Study shows why trees won't benefit much from extra CO2 in the air
The amount of carbon dioxide in the atmosphere is increasing steadily, having recently reached the highest concentration in human history. While that’s undoubtedly bad news for the planet, one argued silver lining is that plants are better off due to more of their food being in the air. But a new study has dashed those hopes, finding that the more extreme heat and drought brought on by climate change would cancel out most of the benefits for trees.
Carbon dioxide is the main nutrient for plants, who pluck it out of the atmosphere and, with the help of sunlight, convert it into chemical energy so they can grow. So it follows that more CO2 would be a good thing for our photosynthesizing friends, right?
To an extent that’s true, but things are more complex than that. More CO2 means a warmer and drier planet, and these factors would also have an effect on plants. And just how much of an effect was the focus of a new study, conducted by researchers at Karlsruhe Institute of Technology (KIT), Ludwig-Maximilians-Universität München, the University of Vienna, and Weizmann Institute of Science.
★ ★ ★ ★ ★
EXERCISE GOAL -
Could you return the whole article on why trees gain little from extra CO2, word for word?

DATASET -
★ ★ ★ ★ ★
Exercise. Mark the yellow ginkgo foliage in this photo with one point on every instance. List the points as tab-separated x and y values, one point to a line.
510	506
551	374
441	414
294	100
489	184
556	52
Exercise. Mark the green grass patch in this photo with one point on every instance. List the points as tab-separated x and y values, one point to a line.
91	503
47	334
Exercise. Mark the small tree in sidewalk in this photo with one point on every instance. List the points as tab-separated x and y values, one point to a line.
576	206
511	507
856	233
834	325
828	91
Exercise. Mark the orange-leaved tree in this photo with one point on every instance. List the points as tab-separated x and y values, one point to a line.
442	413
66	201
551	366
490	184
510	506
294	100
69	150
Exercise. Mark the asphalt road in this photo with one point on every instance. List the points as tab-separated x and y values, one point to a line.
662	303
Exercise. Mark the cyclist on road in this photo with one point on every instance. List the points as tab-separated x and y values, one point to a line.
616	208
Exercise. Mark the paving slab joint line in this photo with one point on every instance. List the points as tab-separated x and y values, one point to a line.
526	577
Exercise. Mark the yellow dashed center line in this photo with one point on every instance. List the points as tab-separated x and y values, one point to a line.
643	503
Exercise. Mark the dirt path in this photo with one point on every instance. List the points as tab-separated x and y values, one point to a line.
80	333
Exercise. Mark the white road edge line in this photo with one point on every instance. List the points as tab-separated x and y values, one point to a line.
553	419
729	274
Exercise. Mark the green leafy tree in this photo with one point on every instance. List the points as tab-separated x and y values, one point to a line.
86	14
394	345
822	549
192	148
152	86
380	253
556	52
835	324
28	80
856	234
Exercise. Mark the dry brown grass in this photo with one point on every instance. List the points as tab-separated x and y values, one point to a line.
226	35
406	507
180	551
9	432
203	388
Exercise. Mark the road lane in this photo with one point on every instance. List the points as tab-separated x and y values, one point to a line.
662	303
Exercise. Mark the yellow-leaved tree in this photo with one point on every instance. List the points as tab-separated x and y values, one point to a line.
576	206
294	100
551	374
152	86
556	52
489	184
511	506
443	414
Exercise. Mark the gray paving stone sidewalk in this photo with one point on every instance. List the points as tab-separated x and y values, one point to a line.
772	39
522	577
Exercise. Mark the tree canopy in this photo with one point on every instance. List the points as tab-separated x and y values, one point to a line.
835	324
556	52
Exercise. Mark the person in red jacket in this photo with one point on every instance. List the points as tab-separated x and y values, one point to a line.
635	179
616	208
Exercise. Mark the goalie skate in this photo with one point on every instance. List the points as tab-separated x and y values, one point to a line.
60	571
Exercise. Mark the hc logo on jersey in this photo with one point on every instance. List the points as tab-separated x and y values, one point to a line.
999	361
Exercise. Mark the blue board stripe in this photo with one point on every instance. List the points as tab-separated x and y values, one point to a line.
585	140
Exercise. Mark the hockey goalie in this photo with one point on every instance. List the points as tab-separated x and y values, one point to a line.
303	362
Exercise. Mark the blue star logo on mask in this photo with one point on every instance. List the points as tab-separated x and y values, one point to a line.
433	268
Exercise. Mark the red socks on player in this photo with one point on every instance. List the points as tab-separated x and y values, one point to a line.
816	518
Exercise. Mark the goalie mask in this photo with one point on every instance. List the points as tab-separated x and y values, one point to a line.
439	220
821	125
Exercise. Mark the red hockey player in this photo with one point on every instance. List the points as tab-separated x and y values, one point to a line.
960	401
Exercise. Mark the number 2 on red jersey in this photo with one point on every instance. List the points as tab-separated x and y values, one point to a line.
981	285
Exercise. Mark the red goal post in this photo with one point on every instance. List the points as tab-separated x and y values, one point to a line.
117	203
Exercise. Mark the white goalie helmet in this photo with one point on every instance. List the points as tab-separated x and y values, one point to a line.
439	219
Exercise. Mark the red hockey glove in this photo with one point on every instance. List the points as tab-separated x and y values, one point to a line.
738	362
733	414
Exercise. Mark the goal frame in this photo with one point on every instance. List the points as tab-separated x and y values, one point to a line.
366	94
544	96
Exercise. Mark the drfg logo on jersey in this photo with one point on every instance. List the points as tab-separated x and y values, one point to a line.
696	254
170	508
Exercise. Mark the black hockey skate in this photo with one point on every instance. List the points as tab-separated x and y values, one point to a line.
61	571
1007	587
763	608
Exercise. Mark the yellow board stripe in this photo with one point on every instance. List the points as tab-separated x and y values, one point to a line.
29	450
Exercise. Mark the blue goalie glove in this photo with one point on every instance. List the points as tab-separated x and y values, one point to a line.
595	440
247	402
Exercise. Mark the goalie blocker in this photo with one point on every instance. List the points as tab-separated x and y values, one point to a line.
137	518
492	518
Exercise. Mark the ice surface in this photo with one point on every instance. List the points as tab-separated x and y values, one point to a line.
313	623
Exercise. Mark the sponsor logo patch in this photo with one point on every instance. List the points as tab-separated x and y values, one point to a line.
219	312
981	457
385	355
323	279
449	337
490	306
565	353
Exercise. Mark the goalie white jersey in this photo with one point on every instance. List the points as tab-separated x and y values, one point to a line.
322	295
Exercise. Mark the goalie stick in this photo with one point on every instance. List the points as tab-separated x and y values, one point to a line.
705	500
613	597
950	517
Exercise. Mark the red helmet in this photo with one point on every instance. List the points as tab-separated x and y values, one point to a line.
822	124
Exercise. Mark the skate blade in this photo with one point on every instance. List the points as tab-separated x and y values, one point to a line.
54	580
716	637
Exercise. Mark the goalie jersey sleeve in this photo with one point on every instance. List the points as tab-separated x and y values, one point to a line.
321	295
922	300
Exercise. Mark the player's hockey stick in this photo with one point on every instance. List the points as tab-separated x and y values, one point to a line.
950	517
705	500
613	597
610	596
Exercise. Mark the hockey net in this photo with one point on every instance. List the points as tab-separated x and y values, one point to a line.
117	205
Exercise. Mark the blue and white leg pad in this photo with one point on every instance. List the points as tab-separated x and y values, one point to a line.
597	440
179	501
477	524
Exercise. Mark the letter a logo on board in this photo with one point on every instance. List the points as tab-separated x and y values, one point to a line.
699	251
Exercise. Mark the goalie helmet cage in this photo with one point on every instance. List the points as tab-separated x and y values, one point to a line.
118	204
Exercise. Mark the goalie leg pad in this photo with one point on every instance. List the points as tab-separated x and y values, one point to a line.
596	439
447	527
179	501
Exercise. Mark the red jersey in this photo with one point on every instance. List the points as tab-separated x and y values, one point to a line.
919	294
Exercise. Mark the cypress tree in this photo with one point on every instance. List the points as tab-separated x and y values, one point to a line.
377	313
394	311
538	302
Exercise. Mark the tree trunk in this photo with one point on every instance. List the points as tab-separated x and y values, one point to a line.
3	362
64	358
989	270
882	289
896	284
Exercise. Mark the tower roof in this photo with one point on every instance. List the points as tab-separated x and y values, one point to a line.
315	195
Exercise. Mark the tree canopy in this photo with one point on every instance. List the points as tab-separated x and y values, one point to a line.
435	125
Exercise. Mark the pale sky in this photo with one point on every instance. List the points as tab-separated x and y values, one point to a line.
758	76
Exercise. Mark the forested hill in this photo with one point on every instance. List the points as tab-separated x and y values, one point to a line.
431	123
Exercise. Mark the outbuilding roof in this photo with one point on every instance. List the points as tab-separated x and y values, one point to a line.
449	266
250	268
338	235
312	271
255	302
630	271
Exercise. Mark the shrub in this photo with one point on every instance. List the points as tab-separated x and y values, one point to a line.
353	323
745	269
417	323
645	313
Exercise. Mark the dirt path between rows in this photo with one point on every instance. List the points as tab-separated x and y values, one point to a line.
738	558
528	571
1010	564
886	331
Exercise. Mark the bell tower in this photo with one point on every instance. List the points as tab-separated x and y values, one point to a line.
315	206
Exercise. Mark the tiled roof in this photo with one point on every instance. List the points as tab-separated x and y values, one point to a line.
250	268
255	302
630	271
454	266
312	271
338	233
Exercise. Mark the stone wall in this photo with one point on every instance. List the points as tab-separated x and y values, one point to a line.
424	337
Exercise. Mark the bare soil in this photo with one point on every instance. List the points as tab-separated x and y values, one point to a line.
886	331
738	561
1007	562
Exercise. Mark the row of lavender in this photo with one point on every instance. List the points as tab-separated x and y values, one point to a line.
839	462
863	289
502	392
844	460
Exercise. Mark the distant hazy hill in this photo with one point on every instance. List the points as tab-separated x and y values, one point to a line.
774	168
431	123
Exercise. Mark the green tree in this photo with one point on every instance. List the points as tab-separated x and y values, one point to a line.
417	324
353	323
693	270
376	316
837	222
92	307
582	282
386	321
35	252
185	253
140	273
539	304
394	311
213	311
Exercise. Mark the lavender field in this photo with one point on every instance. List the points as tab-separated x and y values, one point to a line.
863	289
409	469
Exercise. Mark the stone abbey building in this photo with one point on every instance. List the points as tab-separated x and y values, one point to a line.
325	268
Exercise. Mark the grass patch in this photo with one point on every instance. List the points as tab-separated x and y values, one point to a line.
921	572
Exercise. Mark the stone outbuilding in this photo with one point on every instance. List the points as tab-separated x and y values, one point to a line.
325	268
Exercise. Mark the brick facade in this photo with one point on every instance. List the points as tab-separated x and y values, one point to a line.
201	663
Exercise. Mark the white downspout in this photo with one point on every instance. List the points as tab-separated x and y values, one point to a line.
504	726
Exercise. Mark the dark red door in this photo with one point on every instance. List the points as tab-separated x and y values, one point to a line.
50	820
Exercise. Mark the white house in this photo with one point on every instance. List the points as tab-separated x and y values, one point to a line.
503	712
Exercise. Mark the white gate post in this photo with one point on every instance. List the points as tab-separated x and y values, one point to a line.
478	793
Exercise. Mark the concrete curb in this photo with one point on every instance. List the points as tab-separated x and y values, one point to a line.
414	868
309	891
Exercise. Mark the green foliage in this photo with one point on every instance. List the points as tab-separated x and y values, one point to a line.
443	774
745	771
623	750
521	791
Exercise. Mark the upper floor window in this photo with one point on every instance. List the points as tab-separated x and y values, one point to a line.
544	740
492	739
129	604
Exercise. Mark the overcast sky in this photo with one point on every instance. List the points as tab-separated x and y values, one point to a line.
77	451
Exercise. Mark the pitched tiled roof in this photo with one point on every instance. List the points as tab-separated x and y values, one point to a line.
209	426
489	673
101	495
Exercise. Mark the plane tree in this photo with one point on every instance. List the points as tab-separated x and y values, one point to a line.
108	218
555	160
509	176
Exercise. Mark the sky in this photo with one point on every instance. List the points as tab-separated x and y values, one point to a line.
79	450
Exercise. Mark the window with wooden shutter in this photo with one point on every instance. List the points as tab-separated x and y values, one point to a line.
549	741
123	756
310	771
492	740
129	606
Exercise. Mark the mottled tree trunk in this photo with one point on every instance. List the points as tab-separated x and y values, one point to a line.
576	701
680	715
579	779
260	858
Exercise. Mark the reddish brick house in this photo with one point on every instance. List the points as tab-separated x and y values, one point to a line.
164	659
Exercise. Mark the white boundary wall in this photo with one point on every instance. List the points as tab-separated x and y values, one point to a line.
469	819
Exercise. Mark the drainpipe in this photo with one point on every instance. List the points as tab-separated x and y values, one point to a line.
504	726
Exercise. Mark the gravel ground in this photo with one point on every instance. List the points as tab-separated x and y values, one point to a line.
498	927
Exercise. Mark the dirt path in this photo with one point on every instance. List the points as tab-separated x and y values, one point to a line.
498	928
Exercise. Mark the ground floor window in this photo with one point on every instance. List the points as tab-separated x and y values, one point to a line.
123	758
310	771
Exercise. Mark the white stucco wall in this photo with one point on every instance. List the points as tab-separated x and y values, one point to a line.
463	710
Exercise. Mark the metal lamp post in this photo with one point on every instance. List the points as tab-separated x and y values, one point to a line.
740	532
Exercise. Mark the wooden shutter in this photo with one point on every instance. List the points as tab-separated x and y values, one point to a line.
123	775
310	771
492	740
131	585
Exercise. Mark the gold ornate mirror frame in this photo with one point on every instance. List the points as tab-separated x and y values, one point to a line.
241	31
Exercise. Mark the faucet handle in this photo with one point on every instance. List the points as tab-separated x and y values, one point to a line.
★ ★ ★ ★ ★
REPLY TO THE TASK -
Study shows why trees won't benefit much from extra CO2 in the air
The amount of carbon dioxide in the atmosphere is increasing steadily, having recently reached the highest concentration in human history. While that’s undoubtedly bad news for the planet, one argued silver lining is that plants are better off due to more of their food being in the air. But a new study has dashed those hopes, finding that the more extreme heat and drought brought on by climate change would cancel out most of the benefits for trees.
Carbon dioxide is the main nutrient for plants, who pluck it out of the atmosphere and, with the help of sunlight, convert it into chemical energy so they can grow. So it follows that more CO2 would be a good thing for our photosynthesizing friends, right?
To an extent that’s true, but things are more complex than that. More CO2 means a warmer and drier planet, and these factors would also have an effect on plants. And just how much of an effect was the focus of a new study, conducted by researchers at Karlsruhe Institute of Technology (KIT), Ludwig-Maximilians-Universität München, the University of Vienna, and Weizmann Institute of Science.